From the travel photo thread below, lift the span that opens at the words "9. Esfahan, Iran" and ends after the words "you wouldn't believe)", copying it character for character.

◆ GIVEN PASSAGE
◆ ◆ ◆ ◆ ◆

# taking you around the world with me :)



## clindc (Apr 30, 2009)

just for-fun- thought I'd share some of my travel photos over the years. unfortunately most of my older travel photos are print and not digital, just got into that recently.

1. Home
2. Buenos Aires, Argentina 
3. Bariloche, Argentina (lovely chocolates)
4. Puerto Montt, Chile 
5. Beijing, China (climbing the Great Wall gets very exhausting, esp when you forget that there is a trek downwards as well)
6. Washington DC (Cherry blossom time of the year)
7. Dahab, Egypt 
8. Hormoz Island, Iran (where the oil tankers go)
9. Esfahan, Iran (Naqsh-e Jahan Square)
10 Dalkey, Ireland
11 New York
12. Damascus, Syria
13. Anzob pass, Tajikistan(3300m+ above level sea, a very knuckle-whitening 24 hour+ journey careening down the just-barely melted-snow road without guard rails. Too scared to take photos, this is when I finally stopped. And saw a Chinese truck.)
14. Colonia, Uruguay
15. Samarkand, Uzbekistan
16. Sanaa, Yemen
17. Taiz, Yemen
18. Geneva, Switzerland
19. Tehran, Iran (lots of pollution like you wouldn't believe)


----------



## chicagofan00 (Feb 10, 2008)

Great photos and thanks for sharing! Do you travel for work or have you been to all these places for vacation?


----------



## clindc (Apr 30, 2009)

chicagofan00 said:


> Great photos and thanks for sharing! Do you travel for work or have you been to all these places for vacation?


I love to travel so I go whenever possible (Belize next week for a bit!!), unfortunately I don't get paid for it, vacation only!

We all should have a job like this: "best job in the world" http://www.islandreefjob.com/best-experience/landing.php :rofl:


----------



## chicagofan00 (Feb 10, 2008)

clindc said:


> I love to travel so I go whenever possible (Belize next week for a bit!!), unfortunately I don't get paid for it, vacation only!

◆ ◆ ◆ ◆ ◆

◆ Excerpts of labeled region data
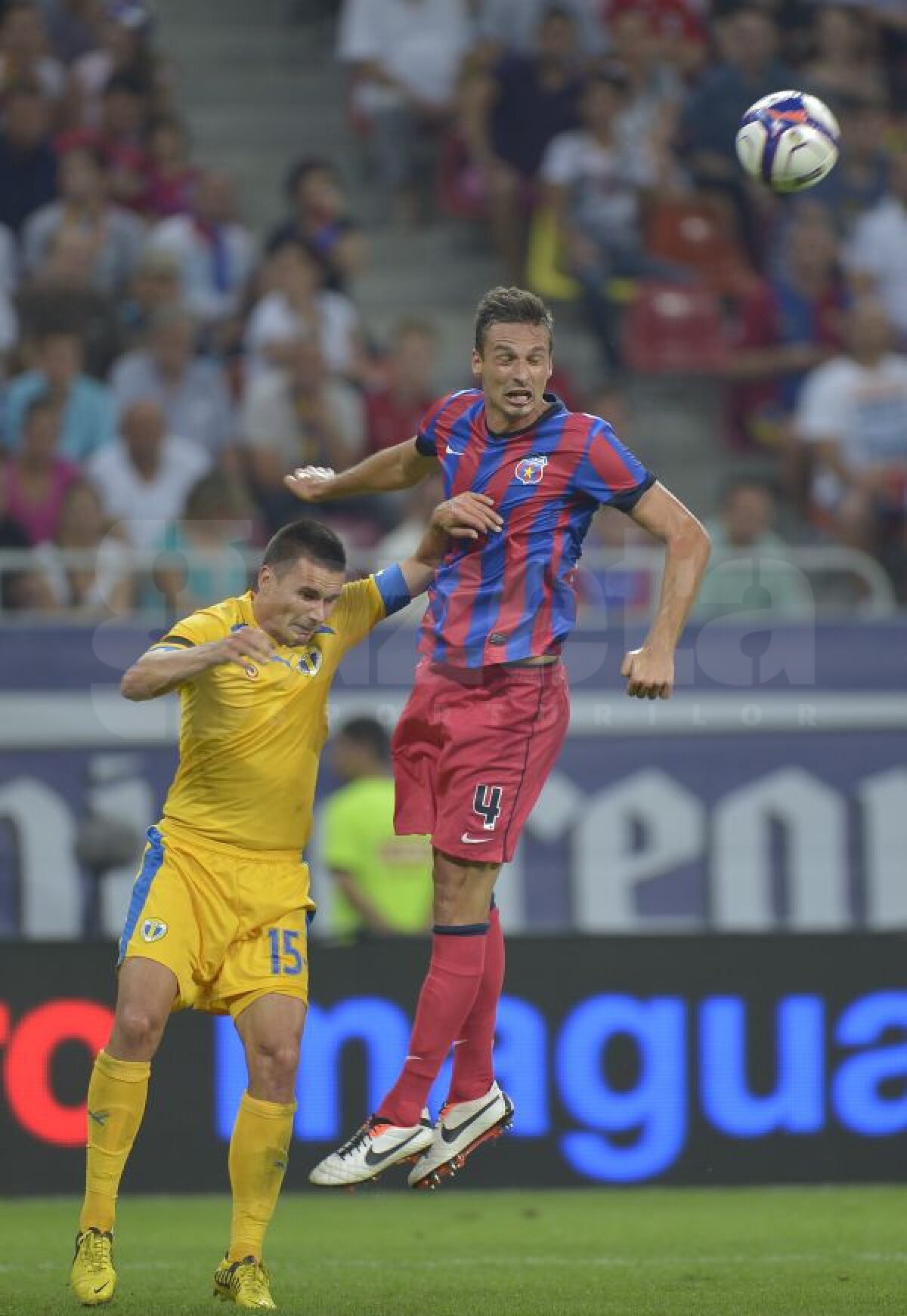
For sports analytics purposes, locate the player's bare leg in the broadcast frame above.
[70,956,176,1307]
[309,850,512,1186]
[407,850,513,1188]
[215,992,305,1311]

◆ ◆ ◆ ◆ ◆

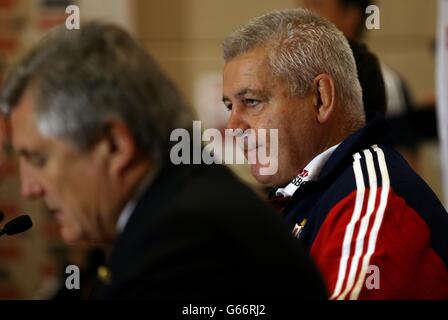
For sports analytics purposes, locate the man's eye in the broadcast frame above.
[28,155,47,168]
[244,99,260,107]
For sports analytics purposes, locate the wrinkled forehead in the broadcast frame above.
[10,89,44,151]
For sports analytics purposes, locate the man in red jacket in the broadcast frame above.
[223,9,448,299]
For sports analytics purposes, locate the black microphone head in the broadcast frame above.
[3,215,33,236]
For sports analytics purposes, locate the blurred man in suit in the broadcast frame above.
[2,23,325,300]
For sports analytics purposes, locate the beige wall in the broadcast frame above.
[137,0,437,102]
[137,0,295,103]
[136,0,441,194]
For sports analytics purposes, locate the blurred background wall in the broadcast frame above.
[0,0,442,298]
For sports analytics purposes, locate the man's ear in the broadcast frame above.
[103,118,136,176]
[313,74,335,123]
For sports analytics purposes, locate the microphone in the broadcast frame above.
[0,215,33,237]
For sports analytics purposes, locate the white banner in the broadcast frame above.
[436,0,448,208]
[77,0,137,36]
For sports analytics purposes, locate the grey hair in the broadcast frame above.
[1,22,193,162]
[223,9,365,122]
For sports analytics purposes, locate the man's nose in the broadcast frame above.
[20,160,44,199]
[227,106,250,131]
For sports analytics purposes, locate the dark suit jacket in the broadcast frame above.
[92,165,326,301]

◆ ◆ ◆ ◆ ◆

◆ EXERCISE RESULT
9. Esfahan, Iran (Naqsh-e Jahan Square)
10 Dalkey, Ireland
11 New York
12. Damascus, Syria
13. Anzob pass, Tajikistan(3300m+ above level sea, a very knuckle-whitening 24 hour+ journey careening down the just-barely melted-snow road without guard rails. Too scared to take photos, this is when I finally stopped. And saw a Chinese truck.)
14. Colonia, Uruguay
15. Samarkand, Uzbekistan
16. Sanaa, Yemen
17. Taiz, Yemen
18. Geneva, Switzerland
19. Tehran, Iran (lots of pollution like you wouldn't believe)